EXERCISE PROMPT:
Reproduce the lines from the start of the records through the line with "[(355, 357)]", including that line, and subtract 134 from every coordinate in the answers, keeping the requests as they are.
[BEGIN PROVIDED MATERIAL]
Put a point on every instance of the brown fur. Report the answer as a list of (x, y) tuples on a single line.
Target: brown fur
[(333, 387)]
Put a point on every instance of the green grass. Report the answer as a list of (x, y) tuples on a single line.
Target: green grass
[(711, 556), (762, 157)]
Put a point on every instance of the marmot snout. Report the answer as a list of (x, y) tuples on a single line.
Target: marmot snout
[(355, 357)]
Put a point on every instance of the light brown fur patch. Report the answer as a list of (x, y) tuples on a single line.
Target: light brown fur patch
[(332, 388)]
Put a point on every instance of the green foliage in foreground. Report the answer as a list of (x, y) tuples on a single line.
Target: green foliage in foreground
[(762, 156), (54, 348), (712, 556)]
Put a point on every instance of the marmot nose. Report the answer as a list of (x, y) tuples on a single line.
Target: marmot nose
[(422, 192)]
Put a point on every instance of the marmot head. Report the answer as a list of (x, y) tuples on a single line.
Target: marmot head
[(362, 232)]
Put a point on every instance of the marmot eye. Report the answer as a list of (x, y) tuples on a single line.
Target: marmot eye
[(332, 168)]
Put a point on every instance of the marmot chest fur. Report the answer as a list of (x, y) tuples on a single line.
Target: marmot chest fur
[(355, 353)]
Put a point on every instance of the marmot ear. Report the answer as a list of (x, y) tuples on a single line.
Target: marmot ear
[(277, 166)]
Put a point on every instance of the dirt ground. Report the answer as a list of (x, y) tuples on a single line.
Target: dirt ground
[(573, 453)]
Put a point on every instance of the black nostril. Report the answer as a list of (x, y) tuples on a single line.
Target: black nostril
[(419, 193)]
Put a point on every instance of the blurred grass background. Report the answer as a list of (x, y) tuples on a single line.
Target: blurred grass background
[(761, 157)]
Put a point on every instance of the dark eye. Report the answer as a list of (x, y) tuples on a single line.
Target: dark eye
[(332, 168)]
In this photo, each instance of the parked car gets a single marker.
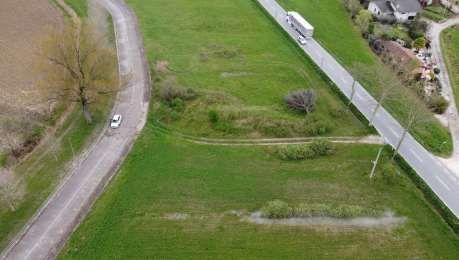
(116, 121)
(301, 40)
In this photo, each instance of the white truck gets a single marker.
(300, 24)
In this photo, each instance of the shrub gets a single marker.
(322, 148)
(293, 152)
(438, 104)
(303, 152)
(170, 90)
(352, 6)
(225, 127)
(277, 128)
(276, 209)
(177, 104)
(213, 116)
(279, 209)
(317, 128)
(301, 100)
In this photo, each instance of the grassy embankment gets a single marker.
(43, 169)
(335, 31)
(450, 47)
(173, 199)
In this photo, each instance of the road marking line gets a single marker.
(452, 177)
(416, 155)
(442, 183)
(393, 131)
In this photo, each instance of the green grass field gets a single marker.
(235, 51)
(165, 176)
(450, 47)
(335, 31)
(162, 176)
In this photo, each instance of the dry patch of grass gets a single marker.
(21, 101)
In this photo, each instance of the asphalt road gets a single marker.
(46, 233)
(440, 179)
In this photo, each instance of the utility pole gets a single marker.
(375, 162)
(373, 115)
(352, 92)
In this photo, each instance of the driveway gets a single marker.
(48, 230)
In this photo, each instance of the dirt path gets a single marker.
(371, 139)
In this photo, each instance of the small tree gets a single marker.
(362, 20)
(415, 116)
(419, 43)
(301, 100)
(77, 66)
(10, 191)
(353, 6)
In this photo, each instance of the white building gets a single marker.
(400, 10)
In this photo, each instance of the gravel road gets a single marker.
(48, 230)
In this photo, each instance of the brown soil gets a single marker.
(24, 23)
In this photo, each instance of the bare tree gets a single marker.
(301, 100)
(385, 81)
(10, 189)
(77, 66)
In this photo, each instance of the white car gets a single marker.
(301, 40)
(116, 121)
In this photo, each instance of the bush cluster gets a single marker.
(278, 209)
(302, 152)
(438, 104)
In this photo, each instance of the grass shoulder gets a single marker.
(450, 48)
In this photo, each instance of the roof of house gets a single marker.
(407, 5)
(400, 5)
(384, 6)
[END PROVIDED MATERIAL]
ANSWER TO THIS PROBLEM:
Put a point on every instance of the brown fur. Report the answer as a list of (x, y) tuples on a single line.
Target: brown fur
[(199, 253)]
Put a point on every instance of the green grass. Report the answer as a list of (x, y) tuples on a single line.
Target: green grass
[(577, 422), (628, 23)]
Put a point on every instance of the marmot snout. Report the answer as a list of (x, y) tuples on a single line.
Target: marmot snout
[(221, 223)]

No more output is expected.